#### 抜粋:
「天才仏師」と呼ばれた運慶のデビュー作は、奈良の山間の円成寺(えんじょうじ)にひっそりとたたずんでいます。
その名は、大日如来坐像。
どのような経緯で造られ、どのような特徴があるのか、わかりやすく解説します。
円成寺・大日如来坐像でわかる運慶の意識
運慶のデビュー作である大日如来坐像(国宝)は、奈良県の円成寺の相應殿(そうおうでん)に安置されています。
もともとは多宝塔の本尊でしたが、2017年12月に相應殿へ移されました。
なぜ大日如来坐像が運慶作品だとわかるかというと、台座の裏に「大仏師康慶実弟子運慶」(大仏師・康慶の実の子どもで弟子である運慶)と書いてあるからです。
それまでの仏師は、自分が造った仏像に名前を記すことはありませんでした。
大工が、自分が建てた家だからといって、その家に名前を書き残すことがないのと同じことでしょう。
でも、運慶は違いました。
運慶が仏像に名前を書き残したのは、たんなる職人にとどまらず、アーティスト(芸術家)としての意識も持ち合わせていたからではないかと考えられています。
また、運慶にそうした意識があったのは、この大日如来坐像を運慶が1人で造り上げたことも関係しているかもしれません。
それまでの仏像制作といえば、チームを組んで行なっていました。
一方の運慶は、父・康慶の指導を受けながらとはいえ、1人で造ったらしいのです。
当時、同じくらいの大きさの仏像は約3ヵ月で完成したようですが、台座の墨書によると、運慶は約11ヵ月かけて完成させています。

#### 提供データ:
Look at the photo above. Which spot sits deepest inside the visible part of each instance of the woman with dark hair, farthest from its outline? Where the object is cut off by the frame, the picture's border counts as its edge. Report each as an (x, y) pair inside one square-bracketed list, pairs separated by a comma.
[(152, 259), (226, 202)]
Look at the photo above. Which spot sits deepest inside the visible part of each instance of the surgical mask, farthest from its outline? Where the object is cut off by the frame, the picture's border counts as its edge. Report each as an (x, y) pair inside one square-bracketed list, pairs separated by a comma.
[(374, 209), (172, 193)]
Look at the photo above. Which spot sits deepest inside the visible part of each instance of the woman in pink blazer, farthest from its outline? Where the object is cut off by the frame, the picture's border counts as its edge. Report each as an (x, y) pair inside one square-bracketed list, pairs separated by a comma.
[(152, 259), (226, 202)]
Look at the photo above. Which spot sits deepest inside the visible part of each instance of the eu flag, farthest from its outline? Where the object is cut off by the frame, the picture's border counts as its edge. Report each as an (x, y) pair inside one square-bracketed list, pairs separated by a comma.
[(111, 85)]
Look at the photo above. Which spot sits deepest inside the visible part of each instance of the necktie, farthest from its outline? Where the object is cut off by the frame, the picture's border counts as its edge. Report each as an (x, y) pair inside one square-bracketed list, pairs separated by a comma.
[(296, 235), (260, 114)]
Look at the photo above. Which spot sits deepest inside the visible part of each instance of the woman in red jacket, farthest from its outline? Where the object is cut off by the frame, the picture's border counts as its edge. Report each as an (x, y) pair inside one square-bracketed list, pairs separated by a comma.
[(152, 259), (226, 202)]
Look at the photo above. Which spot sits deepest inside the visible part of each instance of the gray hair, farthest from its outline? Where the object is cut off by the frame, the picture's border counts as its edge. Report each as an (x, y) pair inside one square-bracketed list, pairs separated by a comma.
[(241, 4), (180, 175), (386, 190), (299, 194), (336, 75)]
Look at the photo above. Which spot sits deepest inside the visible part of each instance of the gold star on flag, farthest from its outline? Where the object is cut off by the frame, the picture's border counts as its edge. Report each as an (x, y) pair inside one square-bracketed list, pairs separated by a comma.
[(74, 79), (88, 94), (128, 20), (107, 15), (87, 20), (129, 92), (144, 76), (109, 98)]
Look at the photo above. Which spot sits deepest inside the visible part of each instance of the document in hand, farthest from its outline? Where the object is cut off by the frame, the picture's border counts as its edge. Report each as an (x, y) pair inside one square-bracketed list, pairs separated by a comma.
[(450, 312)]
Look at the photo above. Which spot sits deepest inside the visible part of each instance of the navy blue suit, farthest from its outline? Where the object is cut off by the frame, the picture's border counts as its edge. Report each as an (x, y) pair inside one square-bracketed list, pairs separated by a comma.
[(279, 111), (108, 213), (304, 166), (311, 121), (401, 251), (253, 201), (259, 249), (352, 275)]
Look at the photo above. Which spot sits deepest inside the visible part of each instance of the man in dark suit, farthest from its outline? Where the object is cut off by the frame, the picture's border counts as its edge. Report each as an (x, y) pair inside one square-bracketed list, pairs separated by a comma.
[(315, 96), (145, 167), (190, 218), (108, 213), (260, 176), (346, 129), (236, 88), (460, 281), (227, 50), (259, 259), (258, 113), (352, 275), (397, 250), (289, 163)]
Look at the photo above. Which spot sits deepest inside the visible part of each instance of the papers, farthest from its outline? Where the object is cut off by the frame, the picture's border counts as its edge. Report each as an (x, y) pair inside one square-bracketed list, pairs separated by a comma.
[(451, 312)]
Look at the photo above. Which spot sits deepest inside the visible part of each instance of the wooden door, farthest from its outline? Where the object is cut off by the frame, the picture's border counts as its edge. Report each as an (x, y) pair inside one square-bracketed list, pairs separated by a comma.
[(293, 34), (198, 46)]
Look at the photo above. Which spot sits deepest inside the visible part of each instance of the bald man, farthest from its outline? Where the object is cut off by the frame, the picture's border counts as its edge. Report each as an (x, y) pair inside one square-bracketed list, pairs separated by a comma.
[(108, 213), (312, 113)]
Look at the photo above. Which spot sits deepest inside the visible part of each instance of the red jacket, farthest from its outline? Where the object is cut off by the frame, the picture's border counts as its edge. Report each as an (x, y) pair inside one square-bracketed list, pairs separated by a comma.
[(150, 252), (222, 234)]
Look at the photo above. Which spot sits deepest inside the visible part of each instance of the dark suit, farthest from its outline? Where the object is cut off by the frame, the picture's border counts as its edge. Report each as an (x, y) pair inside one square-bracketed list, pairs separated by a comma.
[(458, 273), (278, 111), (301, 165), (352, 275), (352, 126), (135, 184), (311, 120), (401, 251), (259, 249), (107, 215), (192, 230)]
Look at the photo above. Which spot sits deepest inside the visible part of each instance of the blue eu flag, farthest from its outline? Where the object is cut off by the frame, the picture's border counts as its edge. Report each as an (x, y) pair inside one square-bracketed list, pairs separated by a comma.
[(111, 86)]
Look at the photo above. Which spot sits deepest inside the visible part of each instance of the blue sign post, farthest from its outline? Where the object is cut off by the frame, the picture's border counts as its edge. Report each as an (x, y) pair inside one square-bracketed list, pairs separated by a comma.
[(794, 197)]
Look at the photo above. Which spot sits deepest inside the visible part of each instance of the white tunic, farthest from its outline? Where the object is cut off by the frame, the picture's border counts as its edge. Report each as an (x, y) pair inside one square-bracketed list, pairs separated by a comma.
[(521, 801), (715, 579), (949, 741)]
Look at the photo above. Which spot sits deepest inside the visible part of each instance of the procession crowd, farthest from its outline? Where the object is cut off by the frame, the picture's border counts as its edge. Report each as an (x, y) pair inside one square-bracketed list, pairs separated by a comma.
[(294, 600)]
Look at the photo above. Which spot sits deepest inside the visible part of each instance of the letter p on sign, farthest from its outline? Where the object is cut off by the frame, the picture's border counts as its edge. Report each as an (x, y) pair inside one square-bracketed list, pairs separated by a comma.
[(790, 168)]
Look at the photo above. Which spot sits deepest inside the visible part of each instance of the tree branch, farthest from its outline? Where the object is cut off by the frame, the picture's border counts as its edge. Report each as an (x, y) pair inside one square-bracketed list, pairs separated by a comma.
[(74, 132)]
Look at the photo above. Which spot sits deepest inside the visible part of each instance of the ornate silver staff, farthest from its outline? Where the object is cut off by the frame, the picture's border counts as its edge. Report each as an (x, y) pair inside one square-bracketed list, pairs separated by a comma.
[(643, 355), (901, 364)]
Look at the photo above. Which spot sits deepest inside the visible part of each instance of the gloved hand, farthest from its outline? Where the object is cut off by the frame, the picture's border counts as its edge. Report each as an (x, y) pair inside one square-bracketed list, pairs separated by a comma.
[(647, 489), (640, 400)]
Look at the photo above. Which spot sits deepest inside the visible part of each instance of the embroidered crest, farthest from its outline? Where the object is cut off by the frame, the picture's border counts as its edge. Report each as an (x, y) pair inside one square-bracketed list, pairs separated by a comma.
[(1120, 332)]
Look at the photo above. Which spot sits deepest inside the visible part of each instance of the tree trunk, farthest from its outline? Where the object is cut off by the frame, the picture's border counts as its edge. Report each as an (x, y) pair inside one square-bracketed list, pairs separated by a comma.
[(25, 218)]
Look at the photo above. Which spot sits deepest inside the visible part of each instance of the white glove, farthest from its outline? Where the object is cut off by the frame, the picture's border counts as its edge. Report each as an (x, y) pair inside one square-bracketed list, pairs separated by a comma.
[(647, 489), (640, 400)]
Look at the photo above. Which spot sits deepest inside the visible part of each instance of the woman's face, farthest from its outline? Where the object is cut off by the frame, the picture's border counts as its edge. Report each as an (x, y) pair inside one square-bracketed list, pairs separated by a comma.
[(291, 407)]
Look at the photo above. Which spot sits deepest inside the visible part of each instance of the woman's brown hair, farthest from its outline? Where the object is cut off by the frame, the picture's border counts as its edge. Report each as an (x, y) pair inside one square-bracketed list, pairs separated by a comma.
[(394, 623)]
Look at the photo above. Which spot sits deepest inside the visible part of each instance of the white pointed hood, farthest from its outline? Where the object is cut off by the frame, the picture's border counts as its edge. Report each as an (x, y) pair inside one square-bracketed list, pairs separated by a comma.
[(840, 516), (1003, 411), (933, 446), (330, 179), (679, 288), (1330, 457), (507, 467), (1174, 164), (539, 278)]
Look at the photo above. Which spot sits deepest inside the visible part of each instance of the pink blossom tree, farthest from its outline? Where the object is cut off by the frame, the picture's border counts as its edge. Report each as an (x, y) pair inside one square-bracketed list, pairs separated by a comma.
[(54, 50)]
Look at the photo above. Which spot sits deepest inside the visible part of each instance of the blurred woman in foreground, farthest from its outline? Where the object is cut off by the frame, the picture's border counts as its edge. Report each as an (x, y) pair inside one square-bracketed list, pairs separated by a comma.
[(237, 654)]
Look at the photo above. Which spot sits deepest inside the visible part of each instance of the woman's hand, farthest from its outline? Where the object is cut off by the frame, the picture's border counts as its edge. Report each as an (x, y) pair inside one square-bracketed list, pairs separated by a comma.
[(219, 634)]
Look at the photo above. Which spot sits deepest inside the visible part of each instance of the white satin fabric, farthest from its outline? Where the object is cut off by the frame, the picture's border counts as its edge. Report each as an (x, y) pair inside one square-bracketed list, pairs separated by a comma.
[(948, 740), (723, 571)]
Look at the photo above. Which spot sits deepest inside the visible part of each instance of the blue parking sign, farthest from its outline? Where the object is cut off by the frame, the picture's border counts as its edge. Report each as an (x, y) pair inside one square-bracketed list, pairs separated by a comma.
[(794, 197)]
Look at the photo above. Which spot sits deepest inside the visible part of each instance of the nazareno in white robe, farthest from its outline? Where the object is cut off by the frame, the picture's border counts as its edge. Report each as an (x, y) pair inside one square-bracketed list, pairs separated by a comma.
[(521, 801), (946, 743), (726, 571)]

#### 実施課題:
- 1) 抜粋に登場する寺院および堂塔の名称をすべて挙げてください。
- 2) 抜粋に基づき、次の問いに答えてください。
(a) 大日如来坐像は現在どの建物に安置されていますか。
(b) 台座の裏には何と書かれていますか。
(c) 台座の墨書によると、運慶は完成までにどれほどの期間をかけましたか。

#### 最終結果:
- 1)
円成寺
相應殿
多宝塔

- 2)
(a) 円成寺の相應殿
(b) 「大仏師康慶実弟子運慶」
(c) 約11ヵ月